• _Exercise prompt_: Count the lines in the listing below that contain the string "pointer", with case counting. Give only the number.

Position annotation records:
■ ■ ■ ■ ■

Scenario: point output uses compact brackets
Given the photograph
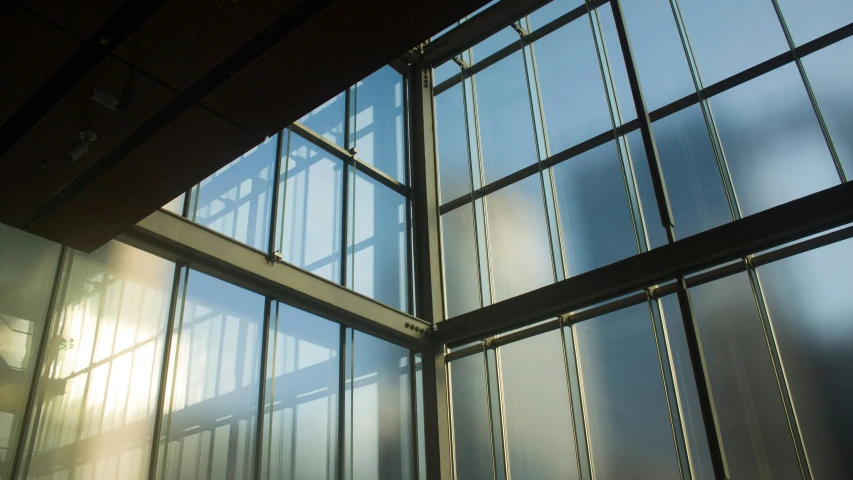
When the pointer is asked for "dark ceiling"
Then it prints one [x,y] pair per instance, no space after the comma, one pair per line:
[198,82]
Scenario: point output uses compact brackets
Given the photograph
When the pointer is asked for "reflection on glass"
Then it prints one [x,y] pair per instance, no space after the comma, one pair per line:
[328,119]
[460,261]
[538,418]
[100,397]
[209,422]
[381,420]
[626,412]
[472,443]
[452,143]
[655,42]
[520,253]
[311,189]
[830,75]
[300,420]
[752,419]
[591,188]
[810,305]
[378,122]
[236,200]
[506,125]
[809,19]
[773,144]
[379,248]
[728,36]
[27,270]
[573,95]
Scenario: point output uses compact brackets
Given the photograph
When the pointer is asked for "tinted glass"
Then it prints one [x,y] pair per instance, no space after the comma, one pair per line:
[236,200]
[100,397]
[311,188]
[809,300]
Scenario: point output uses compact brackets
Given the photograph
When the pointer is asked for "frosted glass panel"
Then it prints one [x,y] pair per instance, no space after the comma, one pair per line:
[472,443]
[538,414]
[236,200]
[216,360]
[809,300]
[300,420]
[311,189]
[27,270]
[97,415]
[381,418]
[627,418]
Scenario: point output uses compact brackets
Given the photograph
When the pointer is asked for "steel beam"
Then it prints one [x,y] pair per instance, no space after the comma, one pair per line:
[179,239]
[765,230]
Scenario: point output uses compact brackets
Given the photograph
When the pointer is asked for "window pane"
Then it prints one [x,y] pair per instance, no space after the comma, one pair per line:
[773,144]
[235,201]
[379,122]
[328,119]
[590,188]
[472,444]
[506,127]
[460,261]
[380,269]
[101,395]
[809,19]
[656,44]
[216,359]
[27,270]
[518,239]
[538,416]
[752,420]
[382,438]
[627,418]
[809,300]
[728,36]
[300,423]
[830,75]
[573,95]
[312,190]
[452,142]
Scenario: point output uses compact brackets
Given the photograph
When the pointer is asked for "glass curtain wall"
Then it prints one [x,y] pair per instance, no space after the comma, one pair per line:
[543,176]
[329,195]
[104,352]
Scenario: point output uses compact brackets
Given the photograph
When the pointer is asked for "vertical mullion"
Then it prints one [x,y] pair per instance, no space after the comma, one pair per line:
[32,408]
[694,345]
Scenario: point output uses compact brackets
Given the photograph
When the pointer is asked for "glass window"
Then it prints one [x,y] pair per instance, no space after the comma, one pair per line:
[378,122]
[328,119]
[236,200]
[452,141]
[626,412]
[460,261]
[27,270]
[728,36]
[311,188]
[209,422]
[538,417]
[381,420]
[808,297]
[752,419]
[773,144]
[301,416]
[573,95]
[591,188]
[809,19]
[380,268]
[830,75]
[506,125]
[518,239]
[472,443]
[97,412]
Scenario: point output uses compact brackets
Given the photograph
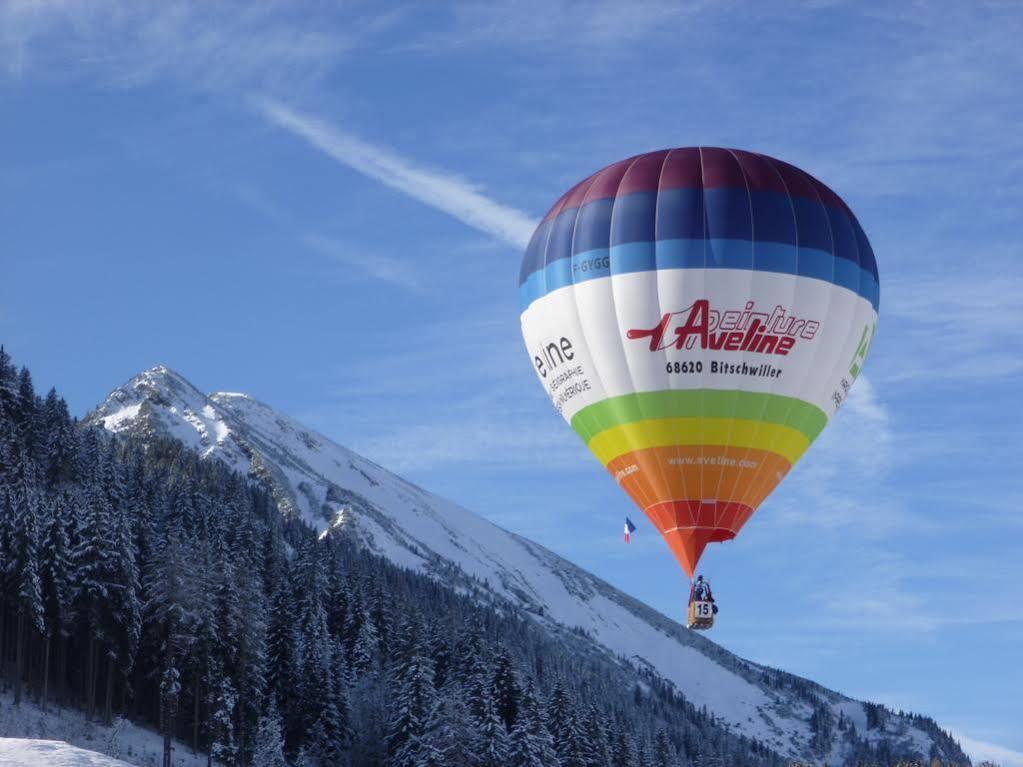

■ ■ ■ ■ ■

• _Reply_: 9